> TASK BRIEF
All lines from the one containing "Tag one point" to the end of the entries below should be output exactly as they appear. No other lines should be output.
☆ ☆ ☆
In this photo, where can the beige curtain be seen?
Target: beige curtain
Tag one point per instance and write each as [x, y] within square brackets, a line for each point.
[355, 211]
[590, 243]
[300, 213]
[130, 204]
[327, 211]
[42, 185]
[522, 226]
☆ ☆ ☆
> REPLY TO THE EXERCISE
Tag one point per instance and write each as [x, y] within square brackets, a line for each point.
[355, 211]
[590, 243]
[300, 213]
[130, 204]
[327, 211]
[42, 185]
[522, 226]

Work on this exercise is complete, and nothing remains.